Continue the passage on the Septuagint and the Hebrew text of the Old Testament, starting after its final sentence.

Extract provided:
== Segment start ==

When Jesus applied these verses to Himself, He revealed what He came to do—“victory,” not “establish justice on the earth.”  “My kingdom is not of this world,” said Jesus (John 18:36).  His “justice through to victory” was His death and resurrection.

Responding to people asking Him about the children praising Him on Palm Sunday, Jesus replied in Matthew 21:16: “From the mouths of infants and nursing babies, you have prepared praise.”  Jesus quoted Psalm 8:2 from the Septuagint:  The Masoretic Text reads: “From the mouths of infants and nursing babies, you have established strength.”

By quoting from the Septuagint, Jesus teaches God will bring about praise to Him from even babies who are still nursing at the breast.  When Jesus applies this verse to Himself, He reveals He is God incarnate.  “Strength” makes no sense during the events of Palm Sunday.

In Luke 4:18-19, Luke records what Jesus read aloud in the synagogue.  This shows the Septuagint was the Scriptural text because Jesus read something lacking in the Masoretic Text:

The Spirit of the Lord is on me because he has anointed me to preach good news to the poor.  He has sent me to proclaim release to the captives and recovery of sight to the blind to set free the oppressed …

Isaiah 61:1 in the Masoretic Text reads:

The Spirit of the Lord God is on me because the Lord has anointed me to bring good news to the poor.  He has sent me to heal the brokenhearted, to proclaim liberty to the captives and freedom to the prisoners …

Since Jesus read, “recovery of sight to the blind,” which is not in the Hebrew text, we get a snapshot of the Old Testament used by the Jews in the Synagogues: The Septuagint.  There are plenty of other examples, but these are enough for now.

So, the Septuagint was the de facto Old Testament for Jesus and His Apostles, but it is still a translation.  So, we should not ignore the Hebrew text, if only for that reason.  Also, when the Hebrew employs a literary device or form of rhetoric, not in the Septuagint, we can value what they were meant to give the original hearer (like Psalm 145 mentioned earlier).  For something is almost always lost or added during translation.

In the instances when the original Hebrew used “word play” or poetry, not understanding the text in such a way harms what we are to take in from the text.  We find an example of this in a conversation between Jeremiah and God.

== Segment end ==

Dataset excerpt:
== Segment start ==

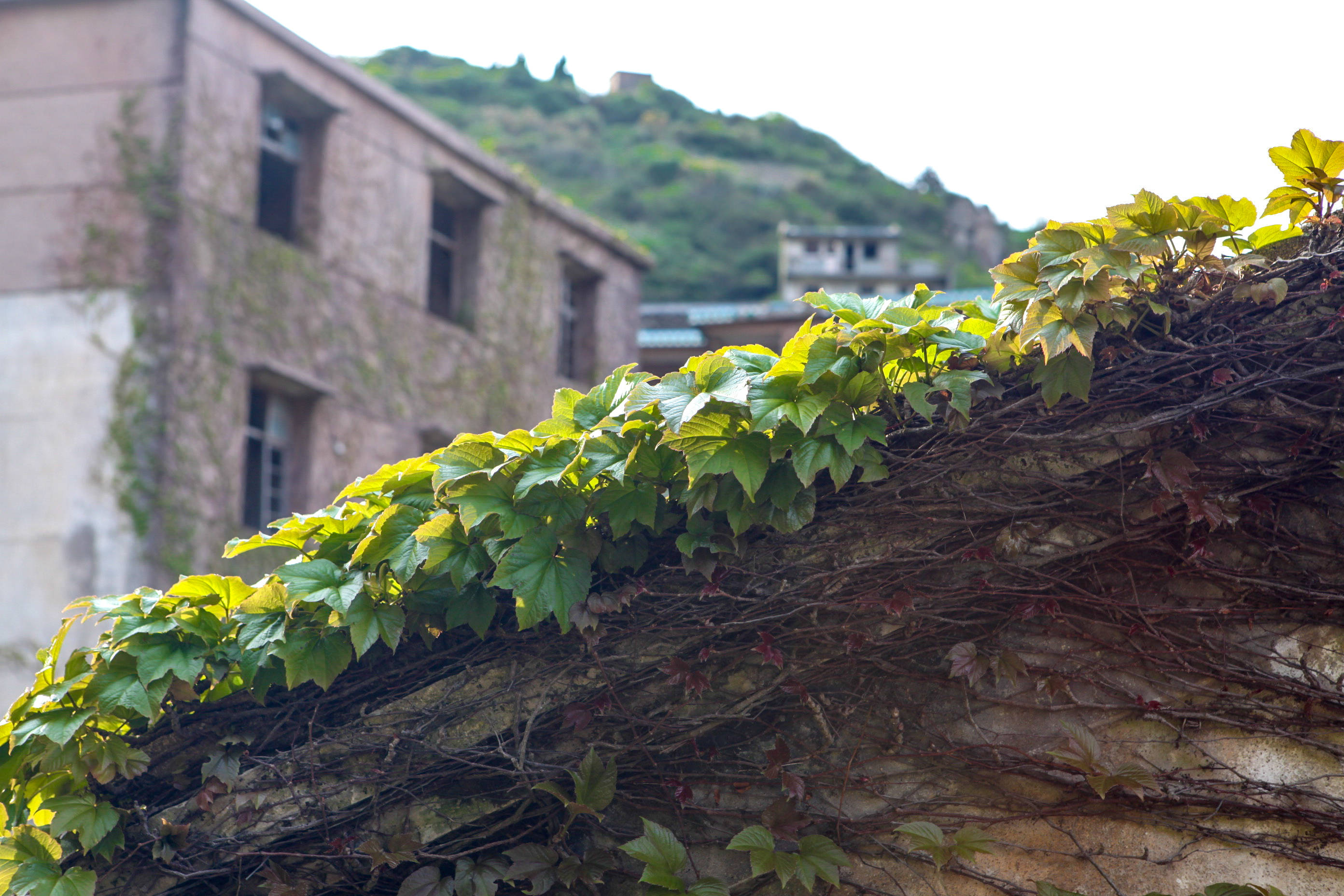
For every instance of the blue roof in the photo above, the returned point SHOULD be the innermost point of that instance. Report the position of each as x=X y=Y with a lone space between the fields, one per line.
x=671 y=337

== Segment end ==

Result of the exercise:
Then the word of the Lord came to me, asking, “What do you see, Jeremiah?”  I replied, “I see a branch of an almond tree [Hebrew, shaked].”  The Lord said to me, “You have seen correctly, for I watch [Hebrew, shoked] over my word to accomplish it.” [Jeremiah 1:11-12]

The meaning conveyed to Jeremiah by God’s response comes in a bit of word play between shaked and shoked.  The word play reveals God is so perceptive that nothing misses His attention.  This shows, with even more vigor, that His word will accomplish what He sends it to do.  “Almond” and “watch” convey none of this extra information.  The form also carries meaning, not simply the content of the words.  We can only get this in the Hebrew, for the Septuagint uses karuinan (almond) and orao (watch).

Ah, let’s do one more since this is fun.  During creation, before God began to bring to the world into a functioning creation, Genesis tells us, “Now the earth was formless and empty” (Genesis 1:2).  The Hebrew is tohu wabohu.  Here we get a rhyme but also the reinforcement of sound.  “Tohu” means something like desolate.  The “wa” functions as an “and” with “bohu” meaning empty.  The combination of these sounds reinforces the desolation and emptiness, with one multiplying the effect of the other.

The Septuagint has aoratas kai akataskeuastos (unseen and unformed).  This conveys the information but turns “tohu vabohu” into two separate ideas since “unseen” and “unformed” are different enough to turn the “and” into a separator.

So, what’s the point of all this?  To study the Old Testament, and even the New Testament, requires looking into both the Hebrew Text and Greek-language Old Testament.  Doing this helps us understand a text more fully, delighting in what God wants us to know.  For if God “bothered” to preserve both for our instruction, how can we not take the effort to learn from both?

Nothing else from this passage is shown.